■ **Polecenie**:
Przedstaw w formie tabeli Markdown o kolumnach „Nr” i „Treść” wiersze od tego, który zawiera „298V291L363 289L358 291L359”, aż do wiersza z „box: [139, 120, 164, 135]” włącznie, podając w kolumnie „Nr” kolejny numer wiersza. Pomiń puste wiersze.

■ **Wiersze źródłowe**:
——————————

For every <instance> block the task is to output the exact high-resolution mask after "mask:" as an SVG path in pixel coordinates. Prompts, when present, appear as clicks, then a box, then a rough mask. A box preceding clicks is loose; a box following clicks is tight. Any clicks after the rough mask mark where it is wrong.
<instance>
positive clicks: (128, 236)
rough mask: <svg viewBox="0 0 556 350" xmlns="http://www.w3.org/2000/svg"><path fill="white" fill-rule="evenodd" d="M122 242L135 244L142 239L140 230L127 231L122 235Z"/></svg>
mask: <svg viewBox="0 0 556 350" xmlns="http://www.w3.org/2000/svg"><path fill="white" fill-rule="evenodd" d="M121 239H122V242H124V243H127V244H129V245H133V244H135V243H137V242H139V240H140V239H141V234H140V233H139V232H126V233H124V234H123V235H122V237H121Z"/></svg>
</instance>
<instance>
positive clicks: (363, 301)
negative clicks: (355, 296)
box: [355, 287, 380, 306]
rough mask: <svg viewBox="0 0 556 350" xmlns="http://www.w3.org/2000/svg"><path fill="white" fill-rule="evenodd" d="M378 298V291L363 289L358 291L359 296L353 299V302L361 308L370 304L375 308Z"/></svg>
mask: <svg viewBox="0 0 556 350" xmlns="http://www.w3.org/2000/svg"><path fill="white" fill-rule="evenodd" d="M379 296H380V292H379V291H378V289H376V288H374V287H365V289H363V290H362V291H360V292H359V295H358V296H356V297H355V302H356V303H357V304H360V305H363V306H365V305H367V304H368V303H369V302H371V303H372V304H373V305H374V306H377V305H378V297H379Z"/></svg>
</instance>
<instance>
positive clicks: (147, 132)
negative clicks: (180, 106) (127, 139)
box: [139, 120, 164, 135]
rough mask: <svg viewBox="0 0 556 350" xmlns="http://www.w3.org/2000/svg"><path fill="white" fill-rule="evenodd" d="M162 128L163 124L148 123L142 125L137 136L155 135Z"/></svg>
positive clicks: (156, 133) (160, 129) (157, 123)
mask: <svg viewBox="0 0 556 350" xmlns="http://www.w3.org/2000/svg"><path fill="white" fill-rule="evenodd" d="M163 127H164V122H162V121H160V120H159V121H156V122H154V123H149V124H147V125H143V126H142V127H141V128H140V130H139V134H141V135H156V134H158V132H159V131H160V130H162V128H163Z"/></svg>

——————————

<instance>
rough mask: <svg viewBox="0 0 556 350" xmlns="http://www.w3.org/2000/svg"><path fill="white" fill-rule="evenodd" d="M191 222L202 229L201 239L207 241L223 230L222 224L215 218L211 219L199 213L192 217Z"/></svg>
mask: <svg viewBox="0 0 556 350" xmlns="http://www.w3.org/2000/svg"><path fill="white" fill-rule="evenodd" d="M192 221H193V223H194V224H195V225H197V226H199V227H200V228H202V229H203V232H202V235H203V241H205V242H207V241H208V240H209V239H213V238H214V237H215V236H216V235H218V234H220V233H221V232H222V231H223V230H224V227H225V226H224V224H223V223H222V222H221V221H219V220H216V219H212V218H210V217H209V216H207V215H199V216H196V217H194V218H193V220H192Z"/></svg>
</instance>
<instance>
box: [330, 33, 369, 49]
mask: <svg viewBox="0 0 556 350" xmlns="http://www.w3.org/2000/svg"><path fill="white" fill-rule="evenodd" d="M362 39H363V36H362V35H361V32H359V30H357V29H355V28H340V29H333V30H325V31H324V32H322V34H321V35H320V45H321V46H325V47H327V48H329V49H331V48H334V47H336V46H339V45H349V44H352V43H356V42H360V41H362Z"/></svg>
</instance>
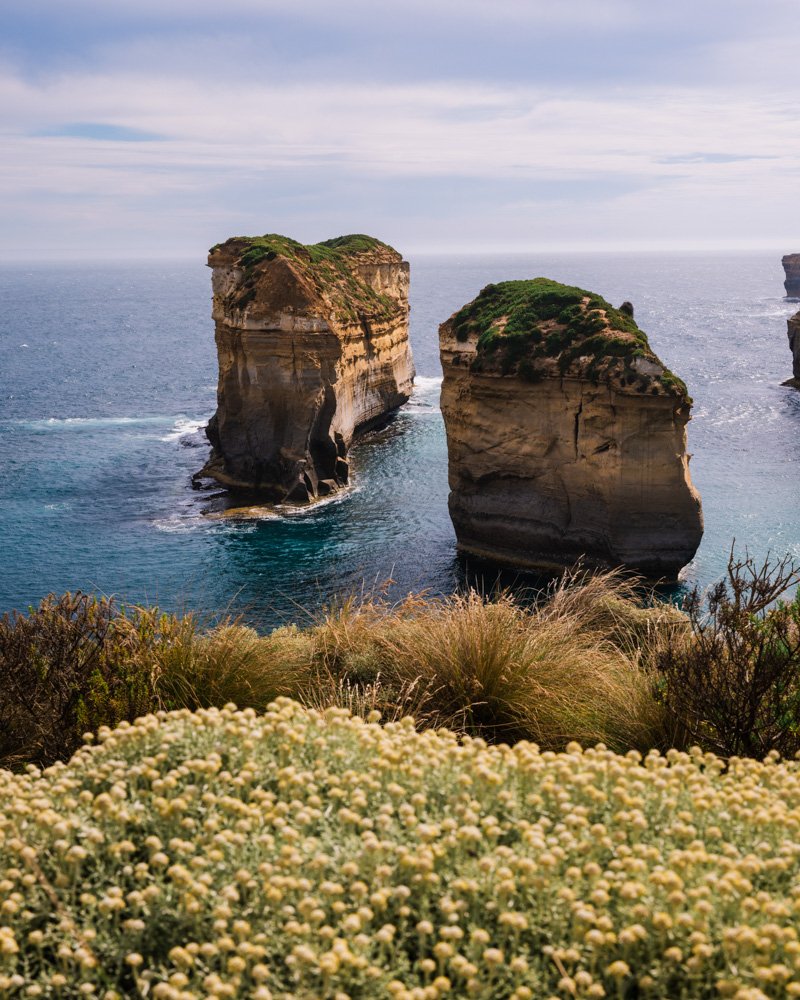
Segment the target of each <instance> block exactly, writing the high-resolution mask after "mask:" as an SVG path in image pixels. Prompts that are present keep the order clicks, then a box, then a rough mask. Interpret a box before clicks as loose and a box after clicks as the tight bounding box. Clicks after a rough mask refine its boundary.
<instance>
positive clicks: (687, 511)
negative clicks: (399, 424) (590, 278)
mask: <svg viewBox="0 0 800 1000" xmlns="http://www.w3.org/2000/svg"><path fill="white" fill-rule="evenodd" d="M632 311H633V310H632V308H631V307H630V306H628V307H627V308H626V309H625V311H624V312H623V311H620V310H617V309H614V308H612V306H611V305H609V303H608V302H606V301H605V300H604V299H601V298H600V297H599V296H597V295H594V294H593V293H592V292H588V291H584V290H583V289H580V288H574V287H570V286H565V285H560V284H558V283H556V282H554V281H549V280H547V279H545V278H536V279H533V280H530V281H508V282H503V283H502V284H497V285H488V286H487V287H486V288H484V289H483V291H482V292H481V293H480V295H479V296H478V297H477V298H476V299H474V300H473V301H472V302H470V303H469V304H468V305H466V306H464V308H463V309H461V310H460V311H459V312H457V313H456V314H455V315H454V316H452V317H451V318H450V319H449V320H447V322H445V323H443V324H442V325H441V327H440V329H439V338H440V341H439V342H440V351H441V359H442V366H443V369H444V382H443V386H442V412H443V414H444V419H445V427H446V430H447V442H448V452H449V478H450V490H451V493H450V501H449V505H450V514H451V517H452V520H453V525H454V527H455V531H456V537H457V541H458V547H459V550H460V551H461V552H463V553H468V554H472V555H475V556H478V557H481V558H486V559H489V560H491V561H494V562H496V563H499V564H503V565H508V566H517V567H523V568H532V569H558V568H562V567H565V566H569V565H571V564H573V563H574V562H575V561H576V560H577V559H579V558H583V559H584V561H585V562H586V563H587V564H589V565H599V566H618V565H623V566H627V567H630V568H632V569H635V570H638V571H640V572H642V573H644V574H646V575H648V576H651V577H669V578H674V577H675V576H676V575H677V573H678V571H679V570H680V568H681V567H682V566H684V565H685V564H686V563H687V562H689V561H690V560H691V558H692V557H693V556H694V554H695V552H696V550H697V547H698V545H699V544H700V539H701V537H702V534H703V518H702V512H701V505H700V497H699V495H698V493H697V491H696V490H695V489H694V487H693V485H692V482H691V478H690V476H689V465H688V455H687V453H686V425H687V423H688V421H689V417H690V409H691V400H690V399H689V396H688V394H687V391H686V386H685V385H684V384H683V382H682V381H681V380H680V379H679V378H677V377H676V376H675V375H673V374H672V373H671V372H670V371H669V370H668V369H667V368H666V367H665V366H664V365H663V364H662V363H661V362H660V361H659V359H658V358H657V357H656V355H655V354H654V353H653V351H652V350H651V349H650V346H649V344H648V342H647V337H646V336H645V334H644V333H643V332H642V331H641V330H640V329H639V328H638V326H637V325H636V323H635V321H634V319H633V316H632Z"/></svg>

——————————

■ **Odpowiedź**:
| Nr | Treść |
|---|---|
| 1 | rough mask: <svg viewBox="0 0 556 350" xmlns="http://www.w3.org/2000/svg"><path fill="white" fill-rule="evenodd" d="M378 298V291L363 289L358 291L359 296L353 299V302L361 308L370 304L375 308Z"/></svg> |
| 2 | mask: <svg viewBox="0 0 556 350" xmlns="http://www.w3.org/2000/svg"><path fill="white" fill-rule="evenodd" d="M379 296H380V292H379V291H378V289H376V288H374V287H365V289H363V290H362V291H360V292H359V295H358V296H356V297H355V302H356V303H357V304H360V305H363V306H365V305H367V304H368V303H369V302H371V303H372V304H373V305H374V306H377V305H378V297H379Z"/></svg> |
| 3 | </instance> |
| 4 | <instance> |
| 5 | positive clicks: (147, 132) |
| 6 | negative clicks: (180, 106) (127, 139) |
| 7 | box: [139, 120, 164, 135] |